◆ YOUR INSTRUCTIONS: In your copy, leave out the pictures; write out all the data exactly.

◆ RECORD EXCERPTS:
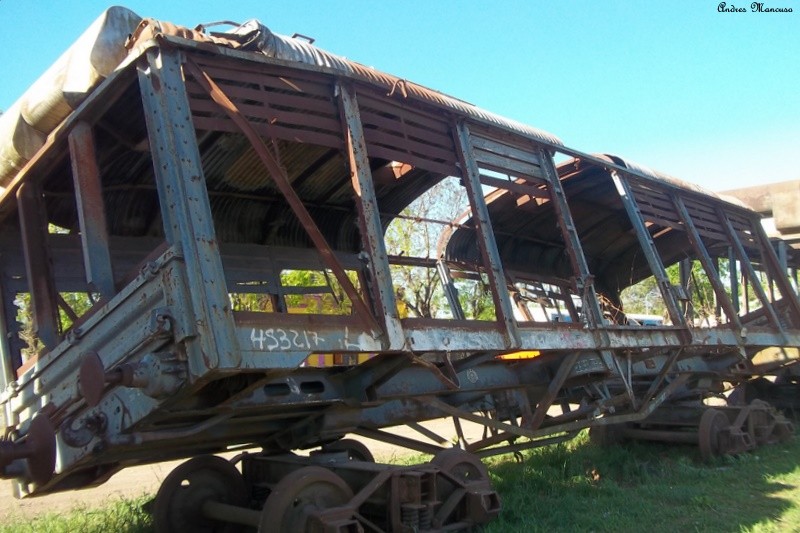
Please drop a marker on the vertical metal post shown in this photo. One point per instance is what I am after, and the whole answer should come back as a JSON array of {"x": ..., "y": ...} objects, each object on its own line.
[
  {"x": 649, "y": 248},
  {"x": 733, "y": 273},
  {"x": 8, "y": 361},
  {"x": 185, "y": 207},
  {"x": 777, "y": 273},
  {"x": 685, "y": 268},
  {"x": 91, "y": 211},
  {"x": 747, "y": 268},
  {"x": 707, "y": 262},
  {"x": 483, "y": 226},
  {"x": 38, "y": 268},
  {"x": 369, "y": 215},
  {"x": 580, "y": 268},
  {"x": 450, "y": 291}
]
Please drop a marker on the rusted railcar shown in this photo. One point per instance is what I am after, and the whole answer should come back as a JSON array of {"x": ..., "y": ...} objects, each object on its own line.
[{"x": 212, "y": 211}]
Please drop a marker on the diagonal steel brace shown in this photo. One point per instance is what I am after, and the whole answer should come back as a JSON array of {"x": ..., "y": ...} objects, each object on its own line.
[{"x": 283, "y": 183}]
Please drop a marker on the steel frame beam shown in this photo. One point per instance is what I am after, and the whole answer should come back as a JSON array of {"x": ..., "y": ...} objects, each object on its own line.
[
  {"x": 281, "y": 180},
  {"x": 369, "y": 215},
  {"x": 748, "y": 269},
  {"x": 649, "y": 248},
  {"x": 487, "y": 245},
  {"x": 38, "y": 269},
  {"x": 91, "y": 211},
  {"x": 185, "y": 206},
  {"x": 706, "y": 261}
]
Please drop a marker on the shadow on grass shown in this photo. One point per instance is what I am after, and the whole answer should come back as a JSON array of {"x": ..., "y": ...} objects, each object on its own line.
[{"x": 577, "y": 486}]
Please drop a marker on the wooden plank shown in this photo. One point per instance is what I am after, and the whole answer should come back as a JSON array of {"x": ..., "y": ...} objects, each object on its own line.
[
  {"x": 376, "y": 137},
  {"x": 370, "y": 104},
  {"x": 520, "y": 186},
  {"x": 272, "y": 98},
  {"x": 275, "y": 116},
  {"x": 446, "y": 168},
  {"x": 506, "y": 150},
  {"x": 509, "y": 166},
  {"x": 371, "y": 121},
  {"x": 281, "y": 78},
  {"x": 269, "y": 131}
]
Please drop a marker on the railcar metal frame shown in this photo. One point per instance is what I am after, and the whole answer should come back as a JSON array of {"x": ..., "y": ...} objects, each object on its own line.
[{"x": 161, "y": 366}]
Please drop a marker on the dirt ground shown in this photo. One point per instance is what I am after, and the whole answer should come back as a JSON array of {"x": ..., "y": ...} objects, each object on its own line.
[{"x": 145, "y": 480}]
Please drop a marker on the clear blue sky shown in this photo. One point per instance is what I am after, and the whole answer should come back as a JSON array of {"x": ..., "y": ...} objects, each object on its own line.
[{"x": 709, "y": 97}]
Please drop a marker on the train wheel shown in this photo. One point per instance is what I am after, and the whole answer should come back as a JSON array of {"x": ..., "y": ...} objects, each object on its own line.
[
  {"x": 712, "y": 434},
  {"x": 298, "y": 496},
  {"x": 179, "y": 501},
  {"x": 462, "y": 465},
  {"x": 356, "y": 451}
]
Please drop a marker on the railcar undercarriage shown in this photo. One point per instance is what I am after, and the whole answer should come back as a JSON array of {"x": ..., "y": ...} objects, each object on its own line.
[{"x": 198, "y": 256}]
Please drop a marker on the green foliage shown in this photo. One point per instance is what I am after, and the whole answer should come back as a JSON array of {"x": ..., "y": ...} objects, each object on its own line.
[
  {"x": 645, "y": 297},
  {"x": 424, "y": 228},
  {"x": 123, "y": 516},
  {"x": 577, "y": 486}
]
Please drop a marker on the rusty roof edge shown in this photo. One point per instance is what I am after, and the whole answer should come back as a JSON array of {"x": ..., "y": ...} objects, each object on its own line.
[
  {"x": 611, "y": 161},
  {"x": 303, "y": 54}
]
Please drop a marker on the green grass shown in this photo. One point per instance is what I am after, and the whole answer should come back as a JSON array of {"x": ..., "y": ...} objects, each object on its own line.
[
  {"x": 647, "y": 487},
  {"x": 580, "y": 487},
  {"x": 123, "y": 516}
]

◆ SOLUTION TO THIS TASK:
Please drop a marker on the vertical metal post shown in this photo. One point per instance is what I am after, and the whole answer should come back as a JSON array of {"x": ..., "y": ...} objects, each object on its own line.
[
  {"x": 649, "y": 248},
  {"x": 733, "y": 273},
  {"x": 8, "y": 361},
  {"x": 185, "y": 207},
  {"x": 777, "y": 273},
  {"x": 685, "y": 268},
  {"x": 91, "y": 211},
  {"x": 747, "y": 268},
  {"x": 707, "y": 262},
  {"x": 483, "y": 226},
  {"x": 38, "y": 268},
  {"x": 369, "y": 215},
  {"x": 580, "y": 268},
  {"x": 450, "y": 291}
]
Please drop a marker on the rusted railcar shown in this photo. One point per instance is what I am after, and the whole answer should come back as a JSON array of {"x": ..., "y": ...} objects, each object on its own line.
[{"x": 212, "y": 211}]
Please drop a marker on the diagonal steel brace shown in this photo. One point per instance is what I am after, and the whole answer should come back as a JSON array of {"x": ..., "y": ...} objects, each object on its own line.
[{"x": 283, "y": 183}]
Please drop a marker on the steel frame beam shown in this photo. One point per instance is what I am after, and the whole answer should come back as a JSON array of {"x": ..., "y": ...} objects, each object on its own line.
[
  {"x": 281, "y": 180},
  {"x": 369, "y": 215},
  {"x": 748, "y": 269},
  {"x": 649, "y": 248},
  {"x": 487, "y": 245},
  {"x": 38, "y": 269},
  {"x": 91, "y": 211},
  {"x": 185, "y": 206},
  {"x": 706, "y": 261}
]
Please drop a marker on the shadow on grass shown in this photo. One point per instance is what I am after, and the whole answer should come back as a JSON array of {"x": ..., "y": ...} objects, each object on its own line.
[{"x": 577, "y": 486}]
Please drop a marker on the wooden plank shown in this photo. One point per instance is what I am after, and the whole answer should come back as a JSON array of {"x": ..., "y": ...} objects, each object on its own line.
[
  {"x": 376, "y": 137},
  {"x": 370, "y": 104},
  {"x": 520, "y": 186},
  {"x": 272, "y": 98},
  {"x": 275, "y": 116},
  {"x": 446, "y": 168},
  {"x": 506, "y": 150},
  {"x": 509, "y": 166},
  {"x": 371, "y": 121},
  {"x": 281, "y": 78},
  {"x": 269, "y": 131}
]
Please drop a marker on the railcar metal frame shown in this photo. One point per instance is what I am after, and the whole answer should come back as a JSON array of {"x": ..., "y": ...} objects, each object on its own line.
[{"x": 161, "y": 366}]
Please drop a marker on the dirt ground shown in this photo. One point per instance is what I am after, and the whole answer should come back as a JSON array of {"x": ..., "y": ...} objects, each object on its own line.
[{"x": 145, "y": 480}]
Please drop a marker on the clear blue sky shown in this photo. One point per instance is what I am after, and the whole answer should come back as a JSON array of {"x": ..., "y": ...} objects, each object on its own line.
[{"x": 709, "y": 97}]
Please drop a marker on the train wheel shown in this photo. One point per instance is what I am after, and the whole answer should come back as a JSON array of {"x": ..., "y": ...} objects, each object on its own line.
[
  {"x": 712, "y": 434},
  {"x": 298, "y": 496},
  {"x": 179, "y": 501},
  {"x": 462, "y": 465},
  {"x": 356, "y": 451}
]
Please drop a marker on the railcar undercarriage shown in this photo. One point per instance is what I am after, and the whole answer should come back as a JSON array of {"x": ..., "y": ...} objects, each object on its own line.
[{"x": 198, "y": 256}]
Please drop a marker on the green foliage shown in this photo. One point per instance is what I am after, and the whole answer should come back as a JSON array of {"x": ..., "y": ...} objects, each object on its own line.
[
  {"x": 645, "y": 297},
  {"x": 424, "y": 228},
  {"x": 123, "y": 516},
  {"x": 577, "y": 486}
]
Please drop a marker on the rusty roof edge shown in this photo. One point per instance is what I am after, and the whole answer should come back as a JSON array of {"x": ..., "y": ...} objects, each object on its own line.
[
  {"x": 611, "y": 161},
  {"x": 303, "y": 54}
]
Please drop a marker on the green grass shown in this photo. One point per instance is what I am after, and the whole answer should come back as a JSON array of {"x": ..., "y": ...} objects, each object on its own line.
[
  {"x": 647, "y": 487},
  {"x": 580, "y": 487},
  {"x": 123, "y": 516}
]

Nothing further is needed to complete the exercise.